§ ASSIGNMENT
Write out the entire listing below exactly as it appears, minus any pictures.

§ AVAILABLE RECORDS
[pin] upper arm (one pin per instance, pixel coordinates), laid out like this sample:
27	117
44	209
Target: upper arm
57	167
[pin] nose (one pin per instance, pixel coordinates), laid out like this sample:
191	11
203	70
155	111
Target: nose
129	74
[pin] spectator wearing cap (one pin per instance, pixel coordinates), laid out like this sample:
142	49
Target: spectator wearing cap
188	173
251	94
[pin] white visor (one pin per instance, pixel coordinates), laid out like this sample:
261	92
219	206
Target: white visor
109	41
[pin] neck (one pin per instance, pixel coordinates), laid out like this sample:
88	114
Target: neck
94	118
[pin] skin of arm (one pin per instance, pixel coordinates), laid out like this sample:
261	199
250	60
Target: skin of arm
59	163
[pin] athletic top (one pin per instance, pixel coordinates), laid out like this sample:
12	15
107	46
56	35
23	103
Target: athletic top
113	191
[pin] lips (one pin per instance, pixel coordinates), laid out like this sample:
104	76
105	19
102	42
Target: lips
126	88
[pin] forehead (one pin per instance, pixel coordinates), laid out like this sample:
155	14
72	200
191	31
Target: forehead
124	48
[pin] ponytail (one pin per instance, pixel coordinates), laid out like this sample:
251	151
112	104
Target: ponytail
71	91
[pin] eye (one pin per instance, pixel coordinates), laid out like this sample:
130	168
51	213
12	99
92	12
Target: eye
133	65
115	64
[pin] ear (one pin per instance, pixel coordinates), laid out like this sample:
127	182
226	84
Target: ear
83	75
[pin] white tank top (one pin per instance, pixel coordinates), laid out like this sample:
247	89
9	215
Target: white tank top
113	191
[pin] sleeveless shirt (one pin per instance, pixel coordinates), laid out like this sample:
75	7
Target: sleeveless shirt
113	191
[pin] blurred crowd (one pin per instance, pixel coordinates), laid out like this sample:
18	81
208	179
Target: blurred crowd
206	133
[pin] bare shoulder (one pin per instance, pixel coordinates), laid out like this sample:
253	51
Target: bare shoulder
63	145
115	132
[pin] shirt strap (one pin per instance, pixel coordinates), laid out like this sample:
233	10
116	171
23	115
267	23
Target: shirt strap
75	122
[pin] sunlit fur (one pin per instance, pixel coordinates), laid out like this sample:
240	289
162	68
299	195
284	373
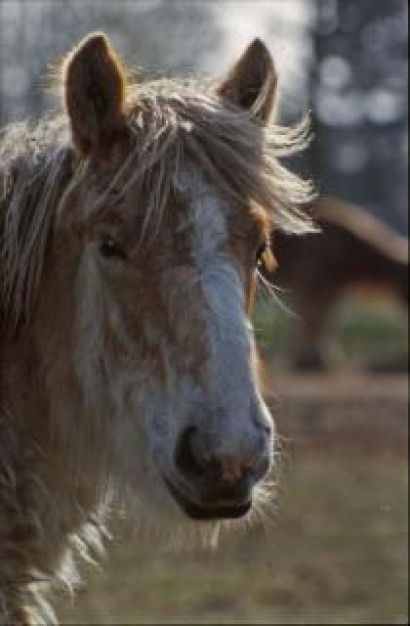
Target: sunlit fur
79	346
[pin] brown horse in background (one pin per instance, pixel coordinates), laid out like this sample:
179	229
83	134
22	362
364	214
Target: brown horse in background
131	230
353	249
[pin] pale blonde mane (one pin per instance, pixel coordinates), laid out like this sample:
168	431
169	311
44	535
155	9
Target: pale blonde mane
169	123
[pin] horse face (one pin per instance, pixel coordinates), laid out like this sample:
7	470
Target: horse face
165	345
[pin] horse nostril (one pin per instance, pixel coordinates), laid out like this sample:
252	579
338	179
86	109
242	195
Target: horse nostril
185	458
195	465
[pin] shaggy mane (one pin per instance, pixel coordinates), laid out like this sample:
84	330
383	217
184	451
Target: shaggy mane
169	123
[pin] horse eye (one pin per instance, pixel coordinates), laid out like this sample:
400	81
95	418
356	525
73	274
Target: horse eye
110	249
260	254
265	257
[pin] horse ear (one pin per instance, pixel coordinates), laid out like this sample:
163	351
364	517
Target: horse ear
251	84
94	87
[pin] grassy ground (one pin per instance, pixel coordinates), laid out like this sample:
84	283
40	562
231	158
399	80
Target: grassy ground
364	328
335	551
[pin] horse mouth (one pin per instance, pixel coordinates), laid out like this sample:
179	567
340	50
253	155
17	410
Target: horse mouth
207	511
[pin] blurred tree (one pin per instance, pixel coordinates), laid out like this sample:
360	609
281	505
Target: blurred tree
359	100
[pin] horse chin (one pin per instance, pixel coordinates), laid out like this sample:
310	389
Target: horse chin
206	512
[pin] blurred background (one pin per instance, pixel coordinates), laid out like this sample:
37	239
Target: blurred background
335	548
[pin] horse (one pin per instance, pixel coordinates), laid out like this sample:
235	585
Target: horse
354	249
133	225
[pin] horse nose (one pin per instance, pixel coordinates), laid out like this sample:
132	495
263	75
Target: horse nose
220	475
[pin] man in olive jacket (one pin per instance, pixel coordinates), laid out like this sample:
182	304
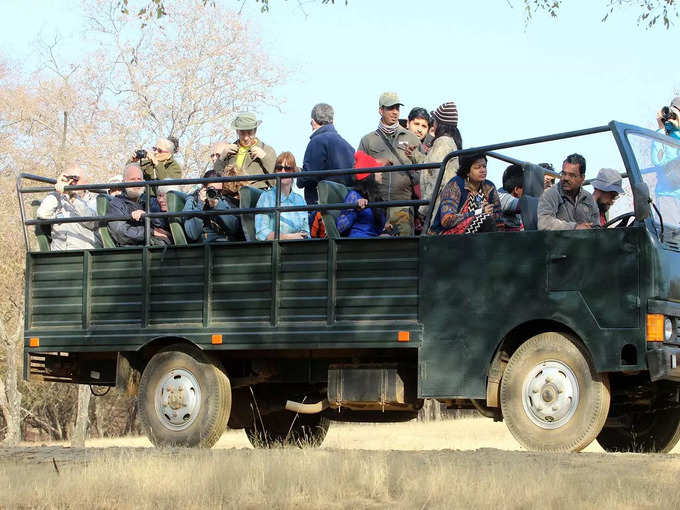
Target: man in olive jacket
248	155
393	143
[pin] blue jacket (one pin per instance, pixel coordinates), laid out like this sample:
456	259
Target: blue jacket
214	228
359	223
326	150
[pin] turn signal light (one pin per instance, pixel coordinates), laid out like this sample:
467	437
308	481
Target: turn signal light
655	327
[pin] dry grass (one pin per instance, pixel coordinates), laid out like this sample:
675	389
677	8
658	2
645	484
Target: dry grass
360	466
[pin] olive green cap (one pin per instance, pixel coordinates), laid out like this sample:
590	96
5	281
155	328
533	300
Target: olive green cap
389	99
245	121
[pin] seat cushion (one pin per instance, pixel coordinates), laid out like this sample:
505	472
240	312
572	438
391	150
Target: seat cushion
248	200
331	193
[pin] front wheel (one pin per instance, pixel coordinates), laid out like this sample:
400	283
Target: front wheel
284	428
185	398
550	397
654	432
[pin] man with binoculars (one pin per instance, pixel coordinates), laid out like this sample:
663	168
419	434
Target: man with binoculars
226	227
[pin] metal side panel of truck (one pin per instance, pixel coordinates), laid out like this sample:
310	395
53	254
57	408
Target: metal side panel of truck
567	336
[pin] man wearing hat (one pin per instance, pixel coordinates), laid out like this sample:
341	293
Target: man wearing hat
393	143
159	163
607	188
248	155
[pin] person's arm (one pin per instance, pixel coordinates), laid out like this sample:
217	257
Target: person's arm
124	233
48	207
547	212
269	159
347	217
193	225
82	209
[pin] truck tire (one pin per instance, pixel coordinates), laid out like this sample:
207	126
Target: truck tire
184	398
284	428
656	432
550	396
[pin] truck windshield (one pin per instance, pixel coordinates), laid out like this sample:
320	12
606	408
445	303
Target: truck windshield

§ TASK ANSWER
[pin] upper arm (one pin per instance, pixel coordinates), laid out like this sample:
27	117
44	209
Target: upper arm
57	167
[pin] nose (one pin per instance, pixel coordinates), laid out like this sample:
191	11
203	70
155	111
Target: nose
129	74
[pin] spectator wearing cap (one pin per instance, pixel coordinates), laid out like this sample:
142	49
Target: spectator wearing cap
188	173
251	94
[pin] white visor (one pin per instance, pixel coordinates), laid out like this sample:
261	92
219	206
Target: white visor
109	41
[pin] neck (one pin per instance, pixel coordinates), laid out like this sample:
88	114
Target: neck
94	118
[pin] skin of arm (one pin per instance, pixel coordinates), laid out like this sample:
261	199
250	60
Target: skin of arm
59	163
[pin] athletic top (one pin per instance, pixel coordinates), laid out like this sample:
12	15
107	46
56	35
23	103
Target: athletic top
113	191
[pin] lips (one pin per instance, pixel coordinates), laid out like this sample:
104	76
105	19
102	42
Target: lips
126	88
[pin] forehead (one pin per instance, pixel coordinates), laid out like this sample:
155	14
72	200
191	31
Target: forehead
124	48
[pin] ponytail (one pin per instance, pixel coordinates), laid out like this sample:
251	151
112	104
Target: ponytail
71	91
[pin] eye (one pin per instance, pixel coordinates), laid out like this sample:
130	168
51	213
12	99
92	12
Target: eye
133	65
115	64
[pin] ear (one pin per instance, pixel coordinates), laid out like this sample:
127	182
226	84
Target: ear
83	75
[pin] white tank top (one pin per instance, pixel coordinates), laid out like this sample:
247	89
9	215
Target: white tank top
113	191
[pin] sleeveless shirt (one pin per instance, pixel coordinates), laid out like this sample:
75	7
Target: sleeveless shirt
113	191
[pin] blurred crowd (one pin per instance, pixel coordinates), laid out like this sample:
18	81
208	179
Target: blurred crowd
206	133
[pin] bare shoulder (one pin per instance, pixel coordinates), laid out like this sample:
253	51
Target: bare shoulder
63	145
115	132
[pin] shirt strap (one pin per instance, pixel coordinates), laid out like this sample:
233	10
116	171
23	115
267	23
Target: shirt strap
75	122
[pin] sunlit fur (one pin per instance, pixel coordinates), laid out like this sample:
240	289
162	68
299	195
284	373
Target: sunlit fur
79	346
[pin] brown horse in background (one pin per instance, pixel coordinates), laid out like this sample:
179	229
83	134
22	362
364	214
Target: brown horse in background
131	230
353	249
[pin] pale blonde mane (one pin per instance, pixel coordinates), laid out like this sample:
168	431
169	311
44	535
155	9
Target: pale blonde mane
169	123
[pin] horse face (one pin per instance, pixel coordinates), laid out like this sample:
7	470
Target: horse face
165	345
[pin] horse nostril (one pin per instance, pixel coordinates), laid out like this sample:
252	579
338	179
86	109
242	195
Target: horse nostril
185	458
195	465
[pin] shaggy mane (one pin per instance, pixel coordinates), laid out like this sample:
84	330
383	217
184	451
Target: shaggy mane
169	123
[pin] horse eye (one pin per instance, pixel coordinates), laid out like this sample:
400	81
95	418
356	525
73	274
Target: horse eye
110	249
260	254
265	257
[pin] horse ear (one pin per instance, pixel coordinates), laid out like this sample:
163	351
364	517
Target: horse ear
251	84
94	87
[pin] grassy ground (one pin per instance, pixel coordinates), laid out like this sample:
84	283
40	562
231	158
399	80
Target: grassy ground
364	328
335	551
[pin] horse mouth (one pin per instance, pixel coordinates), laid out like this sample:
179	567
340	50
253	155
17	410
Target: horse mouth
207	511
[pin] blurred tree (one pin per instance, pixel coordinates), laid out like this sample:
360	609
281	505
Target: blurred tree
359	100
[pin] horse chin (one pin per instance, pixel coordinates), laid out like this sample:
310	389
Target: horse chin
206	512
[pin] blurred background (one pin per instance, pixel coordinates), laid out like this sample:
37	239
Target: blurred background
335	548
[pin] horse (one pin per instance, pixel coordinates), laid out like this sample:
235	585
Target: horse
354	249
133	225
[pin] horse nose (one pin per instance, pixel coordinates), laid out like this sample:
132	495
263	75
Target: horse nose
220	475
[pin] man in olive jacket (one pin per instance, pixel coordinates), laid out like this sample:
182	304
Target: man in olive jacket
248	155
393	143
[pin] blue jacket (one pin per instance, pixel coordinates), laid out like this sample:
456	259
Target: blue jacket
214	228
359	223
326	150
[pin] turn signal light (one pin per instance, pixel coordinates), laid out like this sample:
467	437
308	481
Target: turn signal light
655	327
[pin] dry grass (one pin per instance, pixel coordinates), laid out like this sample:
675	389
677	8
658	2
645	484
Target: dry grass
360	466
[pin] olive green cap (one pin per instance, pixel coordinates), laid out like this sample:
590	96
5	281
155	328
533	300
Target: olive green cap
389	99
245	121
[pin] seat cushion (one pin per instance, pixel coordinates), laid out like this sample:
505	472
240	312
572	438
391	150
Target: seat cushion
248	200
331	193
[pin] front wheel (one pin per instance, pixel coordinates), laid out like this sample:
400	283
Target: front wheel
284	428
185	398
550	397
654	432
[pin] man with binoculars (one pin per instance, pixel coordinates), laid out like this sample:
663	168
419	434
Target: man with binoculars
226	227
[pin] metal side panel of truck (one pin per instance, pixel coordinates), laid out like this sample:
310	395
53	254
57	408
Target: metal side panel of truck
567	336
[pin] man wearing hat (one pin per instance, pixel coordinates), laid out like this sample:
341	293
Target: man wearing hat
393	143
159	163
607	188
248	155
[pin] person's arm (one pin per instance, pixel coordinates), laid out like this sample:
217	257
Target: person's arm
124	233
48	207
547	212
269	159
347	217
193	225
82	209
[pin] truck tire (one pin per instance, pixel coordinates), laid out like this sample:
207	126
Target: truck tire
184	398
284	428
656	432
550	396
[pin] truck windshield (one pin per instance, pixel coordinates), laid out like this sample:
320	12
606	408
445	303
Target: truck windshield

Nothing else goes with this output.